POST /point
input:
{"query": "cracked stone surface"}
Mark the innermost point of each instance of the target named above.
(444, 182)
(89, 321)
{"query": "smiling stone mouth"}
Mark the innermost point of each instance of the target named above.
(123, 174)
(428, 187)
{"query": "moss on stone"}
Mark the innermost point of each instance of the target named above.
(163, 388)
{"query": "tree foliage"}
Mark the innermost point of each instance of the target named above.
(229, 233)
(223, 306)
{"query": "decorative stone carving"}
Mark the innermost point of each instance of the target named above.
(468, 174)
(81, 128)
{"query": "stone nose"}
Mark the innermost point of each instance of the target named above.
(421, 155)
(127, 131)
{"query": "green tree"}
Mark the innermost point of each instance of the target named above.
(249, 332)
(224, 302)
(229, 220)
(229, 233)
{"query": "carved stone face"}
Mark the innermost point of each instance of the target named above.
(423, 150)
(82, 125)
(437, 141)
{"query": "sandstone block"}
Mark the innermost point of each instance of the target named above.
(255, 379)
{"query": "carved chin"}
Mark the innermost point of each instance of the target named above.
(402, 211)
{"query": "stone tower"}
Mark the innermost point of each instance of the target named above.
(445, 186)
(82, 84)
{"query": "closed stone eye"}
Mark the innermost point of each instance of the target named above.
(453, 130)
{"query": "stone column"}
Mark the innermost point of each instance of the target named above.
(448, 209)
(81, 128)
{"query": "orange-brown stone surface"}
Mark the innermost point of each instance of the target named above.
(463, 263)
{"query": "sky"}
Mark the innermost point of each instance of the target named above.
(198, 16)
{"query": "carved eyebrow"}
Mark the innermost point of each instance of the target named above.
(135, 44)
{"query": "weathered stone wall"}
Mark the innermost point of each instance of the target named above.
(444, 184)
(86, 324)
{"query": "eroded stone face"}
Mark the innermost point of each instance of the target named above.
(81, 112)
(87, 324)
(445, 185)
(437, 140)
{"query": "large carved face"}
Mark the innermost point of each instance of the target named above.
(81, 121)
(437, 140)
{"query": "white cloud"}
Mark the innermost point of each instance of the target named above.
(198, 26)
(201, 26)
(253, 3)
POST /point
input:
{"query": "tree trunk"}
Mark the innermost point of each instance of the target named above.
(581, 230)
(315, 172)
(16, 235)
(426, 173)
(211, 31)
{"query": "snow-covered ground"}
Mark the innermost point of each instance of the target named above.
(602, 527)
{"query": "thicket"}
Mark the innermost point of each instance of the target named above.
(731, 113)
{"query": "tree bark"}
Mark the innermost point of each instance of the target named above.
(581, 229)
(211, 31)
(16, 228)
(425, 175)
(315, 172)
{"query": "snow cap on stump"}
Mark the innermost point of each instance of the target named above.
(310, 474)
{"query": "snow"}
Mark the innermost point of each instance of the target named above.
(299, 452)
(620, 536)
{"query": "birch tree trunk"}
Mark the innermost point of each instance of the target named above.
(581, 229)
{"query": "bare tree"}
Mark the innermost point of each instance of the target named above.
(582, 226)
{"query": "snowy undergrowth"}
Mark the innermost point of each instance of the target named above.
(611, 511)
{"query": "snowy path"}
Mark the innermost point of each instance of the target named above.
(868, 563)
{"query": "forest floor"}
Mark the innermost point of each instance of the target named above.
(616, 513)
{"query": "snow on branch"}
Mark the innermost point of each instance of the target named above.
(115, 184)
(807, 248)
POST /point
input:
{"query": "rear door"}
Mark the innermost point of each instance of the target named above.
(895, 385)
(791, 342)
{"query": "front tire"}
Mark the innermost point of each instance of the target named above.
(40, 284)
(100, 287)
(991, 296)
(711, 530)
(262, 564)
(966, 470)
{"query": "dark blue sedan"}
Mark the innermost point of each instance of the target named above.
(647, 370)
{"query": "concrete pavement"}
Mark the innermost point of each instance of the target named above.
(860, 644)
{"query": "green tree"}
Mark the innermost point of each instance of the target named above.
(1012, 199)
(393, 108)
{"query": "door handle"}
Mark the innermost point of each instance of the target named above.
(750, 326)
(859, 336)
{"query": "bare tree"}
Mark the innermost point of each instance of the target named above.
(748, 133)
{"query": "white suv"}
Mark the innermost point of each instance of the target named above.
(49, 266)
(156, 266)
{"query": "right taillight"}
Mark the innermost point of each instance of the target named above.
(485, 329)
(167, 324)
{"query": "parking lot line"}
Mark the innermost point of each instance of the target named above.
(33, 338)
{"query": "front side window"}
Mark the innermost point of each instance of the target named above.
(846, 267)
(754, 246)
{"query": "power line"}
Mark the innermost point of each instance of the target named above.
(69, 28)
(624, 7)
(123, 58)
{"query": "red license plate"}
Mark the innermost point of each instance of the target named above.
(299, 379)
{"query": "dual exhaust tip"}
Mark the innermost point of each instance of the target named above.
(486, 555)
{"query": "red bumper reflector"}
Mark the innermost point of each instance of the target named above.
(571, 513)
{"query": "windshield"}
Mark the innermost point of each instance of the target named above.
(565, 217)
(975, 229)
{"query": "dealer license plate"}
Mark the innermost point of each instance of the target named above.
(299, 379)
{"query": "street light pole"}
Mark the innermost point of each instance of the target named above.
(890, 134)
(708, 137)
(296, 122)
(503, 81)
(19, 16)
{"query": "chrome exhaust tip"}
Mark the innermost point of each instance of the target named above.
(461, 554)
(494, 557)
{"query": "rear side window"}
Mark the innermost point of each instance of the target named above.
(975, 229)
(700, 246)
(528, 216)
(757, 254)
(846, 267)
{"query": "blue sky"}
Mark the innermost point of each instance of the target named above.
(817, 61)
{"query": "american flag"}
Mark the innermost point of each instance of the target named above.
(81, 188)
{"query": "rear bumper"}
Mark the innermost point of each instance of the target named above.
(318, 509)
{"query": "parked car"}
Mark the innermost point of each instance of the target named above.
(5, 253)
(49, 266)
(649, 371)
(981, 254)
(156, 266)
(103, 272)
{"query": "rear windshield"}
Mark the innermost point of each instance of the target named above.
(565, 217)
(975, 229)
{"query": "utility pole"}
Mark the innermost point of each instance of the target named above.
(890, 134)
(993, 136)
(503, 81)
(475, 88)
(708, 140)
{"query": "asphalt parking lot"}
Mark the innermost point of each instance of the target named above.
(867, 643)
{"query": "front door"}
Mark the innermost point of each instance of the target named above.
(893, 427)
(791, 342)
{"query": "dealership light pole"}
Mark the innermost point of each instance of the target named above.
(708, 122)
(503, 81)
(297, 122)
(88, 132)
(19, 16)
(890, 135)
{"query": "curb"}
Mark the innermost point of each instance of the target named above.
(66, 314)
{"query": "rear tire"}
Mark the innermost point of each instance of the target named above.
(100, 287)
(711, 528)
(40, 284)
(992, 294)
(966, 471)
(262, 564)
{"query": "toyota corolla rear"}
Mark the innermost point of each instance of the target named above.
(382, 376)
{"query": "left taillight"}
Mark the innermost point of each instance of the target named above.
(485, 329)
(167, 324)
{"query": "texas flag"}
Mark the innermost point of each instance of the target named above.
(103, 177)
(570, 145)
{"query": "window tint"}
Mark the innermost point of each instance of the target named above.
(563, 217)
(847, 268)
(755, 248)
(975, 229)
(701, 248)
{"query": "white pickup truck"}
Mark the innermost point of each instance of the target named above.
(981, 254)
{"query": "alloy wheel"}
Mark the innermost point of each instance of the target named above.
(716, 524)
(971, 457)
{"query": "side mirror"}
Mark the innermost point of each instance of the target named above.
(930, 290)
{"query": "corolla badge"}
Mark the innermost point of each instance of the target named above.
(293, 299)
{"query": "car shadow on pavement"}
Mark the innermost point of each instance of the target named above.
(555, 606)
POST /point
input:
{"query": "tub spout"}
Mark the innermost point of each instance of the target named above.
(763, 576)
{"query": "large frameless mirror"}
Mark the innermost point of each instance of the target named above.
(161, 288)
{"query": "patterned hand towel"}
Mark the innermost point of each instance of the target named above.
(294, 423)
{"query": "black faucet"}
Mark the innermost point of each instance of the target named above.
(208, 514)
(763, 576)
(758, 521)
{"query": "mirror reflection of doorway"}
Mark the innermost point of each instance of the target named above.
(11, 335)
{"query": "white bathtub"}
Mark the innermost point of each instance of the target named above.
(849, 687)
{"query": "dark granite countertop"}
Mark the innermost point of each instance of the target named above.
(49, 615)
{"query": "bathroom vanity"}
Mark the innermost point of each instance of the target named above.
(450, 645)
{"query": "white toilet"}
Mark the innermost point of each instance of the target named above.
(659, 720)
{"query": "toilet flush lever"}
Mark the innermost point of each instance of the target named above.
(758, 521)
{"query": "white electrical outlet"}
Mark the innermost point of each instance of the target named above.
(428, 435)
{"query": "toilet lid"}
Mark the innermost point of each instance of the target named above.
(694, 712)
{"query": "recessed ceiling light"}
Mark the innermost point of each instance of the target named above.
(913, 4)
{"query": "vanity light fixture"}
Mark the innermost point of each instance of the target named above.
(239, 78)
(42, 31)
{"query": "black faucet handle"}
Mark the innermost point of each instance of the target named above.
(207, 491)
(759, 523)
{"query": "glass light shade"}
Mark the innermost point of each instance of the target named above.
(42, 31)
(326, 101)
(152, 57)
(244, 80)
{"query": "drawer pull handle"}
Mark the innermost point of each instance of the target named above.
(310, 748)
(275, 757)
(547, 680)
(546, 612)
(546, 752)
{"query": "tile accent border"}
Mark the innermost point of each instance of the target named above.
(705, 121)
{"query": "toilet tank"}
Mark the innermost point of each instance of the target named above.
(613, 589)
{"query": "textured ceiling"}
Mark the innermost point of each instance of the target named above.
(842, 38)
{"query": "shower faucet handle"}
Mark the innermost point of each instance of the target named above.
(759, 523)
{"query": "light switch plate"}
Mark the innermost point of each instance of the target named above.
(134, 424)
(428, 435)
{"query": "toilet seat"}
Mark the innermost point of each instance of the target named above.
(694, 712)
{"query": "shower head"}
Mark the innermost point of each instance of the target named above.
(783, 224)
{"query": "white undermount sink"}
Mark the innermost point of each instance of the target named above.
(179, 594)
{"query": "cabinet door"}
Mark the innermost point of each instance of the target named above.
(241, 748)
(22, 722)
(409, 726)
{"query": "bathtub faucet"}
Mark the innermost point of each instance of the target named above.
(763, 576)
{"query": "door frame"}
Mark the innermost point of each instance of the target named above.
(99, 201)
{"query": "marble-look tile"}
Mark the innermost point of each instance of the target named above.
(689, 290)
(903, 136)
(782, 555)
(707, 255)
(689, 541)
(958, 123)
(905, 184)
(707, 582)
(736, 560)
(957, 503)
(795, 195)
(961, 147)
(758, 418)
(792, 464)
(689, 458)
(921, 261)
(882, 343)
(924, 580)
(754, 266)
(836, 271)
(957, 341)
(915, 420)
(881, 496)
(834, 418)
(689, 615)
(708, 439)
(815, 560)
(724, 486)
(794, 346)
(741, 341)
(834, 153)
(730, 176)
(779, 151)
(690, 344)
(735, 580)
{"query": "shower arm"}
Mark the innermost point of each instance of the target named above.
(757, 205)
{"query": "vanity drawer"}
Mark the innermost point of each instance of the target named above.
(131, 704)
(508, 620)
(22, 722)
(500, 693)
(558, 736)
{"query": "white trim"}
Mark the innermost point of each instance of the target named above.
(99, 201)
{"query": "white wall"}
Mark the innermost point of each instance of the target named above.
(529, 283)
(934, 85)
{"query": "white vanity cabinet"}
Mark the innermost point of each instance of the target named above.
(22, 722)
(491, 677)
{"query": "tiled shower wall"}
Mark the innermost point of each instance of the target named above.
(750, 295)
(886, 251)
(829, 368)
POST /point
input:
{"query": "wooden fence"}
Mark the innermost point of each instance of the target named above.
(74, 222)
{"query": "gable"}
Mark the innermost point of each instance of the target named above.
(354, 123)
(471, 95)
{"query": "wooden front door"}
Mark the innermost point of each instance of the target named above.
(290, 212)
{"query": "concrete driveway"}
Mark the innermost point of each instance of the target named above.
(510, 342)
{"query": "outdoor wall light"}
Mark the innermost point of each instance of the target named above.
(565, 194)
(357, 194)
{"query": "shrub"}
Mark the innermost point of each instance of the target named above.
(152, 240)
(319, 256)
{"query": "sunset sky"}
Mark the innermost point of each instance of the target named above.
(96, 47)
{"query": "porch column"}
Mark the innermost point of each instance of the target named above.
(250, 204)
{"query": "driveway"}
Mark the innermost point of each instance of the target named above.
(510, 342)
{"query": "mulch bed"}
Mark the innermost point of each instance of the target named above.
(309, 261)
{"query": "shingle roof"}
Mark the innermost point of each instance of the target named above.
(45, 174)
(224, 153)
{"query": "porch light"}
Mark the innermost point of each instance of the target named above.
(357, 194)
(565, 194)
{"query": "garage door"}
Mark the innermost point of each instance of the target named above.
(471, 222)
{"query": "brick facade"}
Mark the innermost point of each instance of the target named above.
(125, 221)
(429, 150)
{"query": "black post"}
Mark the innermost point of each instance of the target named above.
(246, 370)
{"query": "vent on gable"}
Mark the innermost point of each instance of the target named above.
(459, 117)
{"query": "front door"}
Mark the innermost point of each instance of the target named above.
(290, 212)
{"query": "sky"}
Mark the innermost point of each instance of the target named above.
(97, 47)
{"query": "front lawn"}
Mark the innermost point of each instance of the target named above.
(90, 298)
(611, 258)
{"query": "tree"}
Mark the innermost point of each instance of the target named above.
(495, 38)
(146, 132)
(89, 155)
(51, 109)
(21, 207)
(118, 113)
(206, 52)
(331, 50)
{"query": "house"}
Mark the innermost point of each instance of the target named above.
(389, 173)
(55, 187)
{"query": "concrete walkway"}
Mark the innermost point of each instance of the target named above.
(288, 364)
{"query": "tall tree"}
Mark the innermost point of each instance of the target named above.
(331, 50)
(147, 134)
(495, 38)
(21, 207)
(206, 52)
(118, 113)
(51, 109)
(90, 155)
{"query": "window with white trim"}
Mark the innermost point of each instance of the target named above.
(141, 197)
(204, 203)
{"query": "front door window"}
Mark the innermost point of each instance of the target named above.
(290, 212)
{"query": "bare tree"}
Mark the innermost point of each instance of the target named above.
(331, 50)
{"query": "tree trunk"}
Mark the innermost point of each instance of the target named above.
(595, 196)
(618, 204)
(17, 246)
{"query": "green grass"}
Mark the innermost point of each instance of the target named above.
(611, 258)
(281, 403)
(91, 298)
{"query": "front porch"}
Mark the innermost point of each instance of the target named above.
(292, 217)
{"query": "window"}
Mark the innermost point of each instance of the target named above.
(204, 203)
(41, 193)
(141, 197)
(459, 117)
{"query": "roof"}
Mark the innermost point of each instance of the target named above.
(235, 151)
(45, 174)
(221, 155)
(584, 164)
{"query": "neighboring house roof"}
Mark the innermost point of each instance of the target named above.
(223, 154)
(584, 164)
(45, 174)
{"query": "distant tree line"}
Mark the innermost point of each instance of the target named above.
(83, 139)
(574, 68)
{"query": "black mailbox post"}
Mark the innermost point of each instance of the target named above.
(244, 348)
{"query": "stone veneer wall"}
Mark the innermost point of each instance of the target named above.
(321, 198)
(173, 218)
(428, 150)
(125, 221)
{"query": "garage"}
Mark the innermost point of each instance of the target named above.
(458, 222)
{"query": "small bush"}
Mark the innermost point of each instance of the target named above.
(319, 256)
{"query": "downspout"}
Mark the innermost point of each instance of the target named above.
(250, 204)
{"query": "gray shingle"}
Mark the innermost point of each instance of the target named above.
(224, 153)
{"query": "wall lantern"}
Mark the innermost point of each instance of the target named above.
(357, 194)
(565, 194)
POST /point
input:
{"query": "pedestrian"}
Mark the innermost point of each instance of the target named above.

What is being asked |
List every line of the rows above that contains the string "side". Case counts.

Written reply |
{"query": "front side window"}
{"query": "rear side window"}
{"query": "side mirror"}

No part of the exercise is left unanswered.